__Exercise passage__
--- --- ---

Text analytics can also be combined with other advanced analytics. For example, it can be combined with other data and with machine learning to predict the sentiment trend—such as negative sentiment predicted to increase or people who are likely to tweet negative sentiment based on their profile. Text analytics can also be combined with graph analysis, whereby people, places, activities and things are extracted from text using entity extraction and fed into a graph and graph analysis to discover completely new relationships you weren’t previously aware of.

Probably one of the most widely used forms of text analytics is sentiment analysis. Inbound customer email and social network data such as tweets may help determine positive, negative or neutral sentiment about your products and brands. Sentiment analysis is the process of determining a sentiment score from text. Companies want to determine these scores to be able to respond quickly to negative sentiment to minimize its impact and to make sure customer satisfaction and loyalty are constantly being improved. They also want to protect brands. Product managers want to use sentiment analysis to understand any problems with newly released products and services, so they can fix them quickly. In addition, finance departments want to take sentiment into account when doing financial planning—something that may be surprising to many.

Negotiating hurdles

All kinds of challenges are evident when using text analysis to analyze sentiment. For example, people tweet in multiple languages. Data quality can be poor. Many people also use emoticons, and different generations seem to speak their own language, even if it is all in one actual language of the world. Slang can also be an obvious challenge. And ambiguities can also exist—for example, a young person may tweet, “This new phone is sick!”

The good news is that text analytics is now mature enough to handle many of these characteristics. Ultimately, sentiment analysis is about opinions that may be transient and therefore have short-lived impact. Of course, an opinion consists of a number of elements including the name of a product or brand, perhaps a part of a product, the sentiment itself and even intent or desire—as in, “I really want to get that new Star Wars DVD.” Other elements include the opinion holder and when the opinion—the time of the tweet—was expressed.

New visualizations exist for text analytics to easily understand sentiment in a huge amount of text. Examples include word clouds that enable you to see how frequently words appear in a given corpus of text. Also, word trees and phrase nets offer other examples. The former allow you to choose a word or phrase and show you all the different contexts in which it appears; the latter show the relationships between different words used in a text.

Text analysis can be a computationally intensive process involving complex character-level operations such as pattern matching. Therefore, for large volumes scalability matters and is a major reason why people use platforms such as Apache Hadoop to do batch text analysis. However, you can also do the analysis in real time using streaming text analytics to react to sentiment or even to detect fraud as people are filling out online application forms, for example.

Capitalizing on many flavors

Today, you can find text analytics available on the cloud, on-premises in stand-alone text analytics offerings and at scale on Hadoop. IBM offers text analytics as part of the IBM BigInsights Data Science module. This solution includes web-based tooling to extract information that generates a language called Annotation Query Language (AQL) to do the analysis. IBM also includes application templates in BigInsights to get you up and running quickly with sentiment analysis.

Text analysis can also be done using search, which allows for indexing raw text and launching exploratory queries on that data to find content of interest. Connecting self-service business intelligence (BI) tools to search engines enables using search-based text analytics from within BI tools and to visualize the results in dashboards. Text analytics represents an exciting area that can generate significant business value.

--- --- ---

__Data provided__
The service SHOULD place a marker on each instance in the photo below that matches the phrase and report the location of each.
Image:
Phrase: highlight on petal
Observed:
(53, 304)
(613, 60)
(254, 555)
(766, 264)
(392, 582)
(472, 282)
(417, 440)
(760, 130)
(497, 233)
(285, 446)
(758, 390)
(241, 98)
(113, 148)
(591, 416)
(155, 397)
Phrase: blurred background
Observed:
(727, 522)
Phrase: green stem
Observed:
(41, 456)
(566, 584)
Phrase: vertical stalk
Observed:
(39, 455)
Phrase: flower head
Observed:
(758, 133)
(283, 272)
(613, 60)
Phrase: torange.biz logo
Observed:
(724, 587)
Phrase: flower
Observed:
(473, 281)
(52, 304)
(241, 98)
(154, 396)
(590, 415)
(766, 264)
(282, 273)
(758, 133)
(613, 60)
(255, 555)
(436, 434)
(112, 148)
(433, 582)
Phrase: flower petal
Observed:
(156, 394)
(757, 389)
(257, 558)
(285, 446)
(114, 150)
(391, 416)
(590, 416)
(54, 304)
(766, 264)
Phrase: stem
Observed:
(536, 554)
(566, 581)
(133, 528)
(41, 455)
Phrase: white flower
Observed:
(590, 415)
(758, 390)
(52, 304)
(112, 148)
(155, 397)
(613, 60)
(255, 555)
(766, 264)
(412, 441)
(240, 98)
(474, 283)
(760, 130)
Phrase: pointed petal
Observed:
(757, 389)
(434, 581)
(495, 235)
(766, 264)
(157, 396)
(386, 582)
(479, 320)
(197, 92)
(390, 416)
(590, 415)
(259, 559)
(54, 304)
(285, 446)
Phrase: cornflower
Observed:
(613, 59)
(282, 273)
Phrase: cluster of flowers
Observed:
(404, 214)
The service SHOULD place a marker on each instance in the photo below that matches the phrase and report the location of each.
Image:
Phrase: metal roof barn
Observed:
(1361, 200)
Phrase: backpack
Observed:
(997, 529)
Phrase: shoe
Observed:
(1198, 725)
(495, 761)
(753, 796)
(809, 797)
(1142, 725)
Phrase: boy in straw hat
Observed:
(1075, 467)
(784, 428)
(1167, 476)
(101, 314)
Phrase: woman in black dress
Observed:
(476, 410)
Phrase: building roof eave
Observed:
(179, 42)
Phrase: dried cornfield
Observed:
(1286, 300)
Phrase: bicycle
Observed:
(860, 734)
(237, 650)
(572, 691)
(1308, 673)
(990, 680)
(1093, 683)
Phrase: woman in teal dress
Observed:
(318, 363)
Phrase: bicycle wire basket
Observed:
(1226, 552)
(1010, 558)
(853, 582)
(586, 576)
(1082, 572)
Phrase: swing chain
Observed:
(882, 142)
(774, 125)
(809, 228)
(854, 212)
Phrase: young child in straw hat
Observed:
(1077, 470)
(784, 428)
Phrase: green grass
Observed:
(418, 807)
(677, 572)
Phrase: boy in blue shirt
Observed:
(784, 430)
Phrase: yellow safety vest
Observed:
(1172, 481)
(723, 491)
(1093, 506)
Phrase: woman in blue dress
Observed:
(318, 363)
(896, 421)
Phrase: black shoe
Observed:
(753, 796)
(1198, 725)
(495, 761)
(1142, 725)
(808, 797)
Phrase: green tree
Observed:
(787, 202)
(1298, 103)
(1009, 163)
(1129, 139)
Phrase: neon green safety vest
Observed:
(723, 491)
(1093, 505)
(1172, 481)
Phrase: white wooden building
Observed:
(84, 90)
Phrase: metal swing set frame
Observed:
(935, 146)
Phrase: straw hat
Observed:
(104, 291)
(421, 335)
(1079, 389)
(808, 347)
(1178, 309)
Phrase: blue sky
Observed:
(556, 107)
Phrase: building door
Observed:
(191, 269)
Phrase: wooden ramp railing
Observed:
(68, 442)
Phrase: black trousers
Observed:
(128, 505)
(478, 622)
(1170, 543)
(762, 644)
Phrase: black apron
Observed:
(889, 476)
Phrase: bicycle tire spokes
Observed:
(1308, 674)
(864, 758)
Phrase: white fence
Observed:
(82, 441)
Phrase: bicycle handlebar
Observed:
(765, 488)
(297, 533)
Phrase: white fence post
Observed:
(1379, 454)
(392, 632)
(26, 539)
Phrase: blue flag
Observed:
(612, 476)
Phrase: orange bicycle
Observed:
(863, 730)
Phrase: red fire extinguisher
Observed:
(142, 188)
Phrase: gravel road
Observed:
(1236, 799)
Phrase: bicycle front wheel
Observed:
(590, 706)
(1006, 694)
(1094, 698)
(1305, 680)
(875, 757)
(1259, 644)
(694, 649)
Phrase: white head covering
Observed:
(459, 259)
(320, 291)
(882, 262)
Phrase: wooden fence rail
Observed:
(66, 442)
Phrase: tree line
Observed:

--- --- ---

__What is required__
Reproduce the text analytics passage above from "The good news" to "the tweet—was expressed.", with every word and punctuation mark unchanged.

__Answer for the task__
The good news is that text analytics is now mature enough to handle many of these characteristics. Ultimately, sentiment analysis is about opinions that may be transient and therefore have short-lived impact. Of course, an opinion consists of a number of elements including the name of a product or brand, perhaps a part of a product, the sentiment itself and even intent or desire—as in, “I really want to get that new Star Wars DVD.” Other elements include the opinion holder and when the opinion—the time of the tweet—was expressed.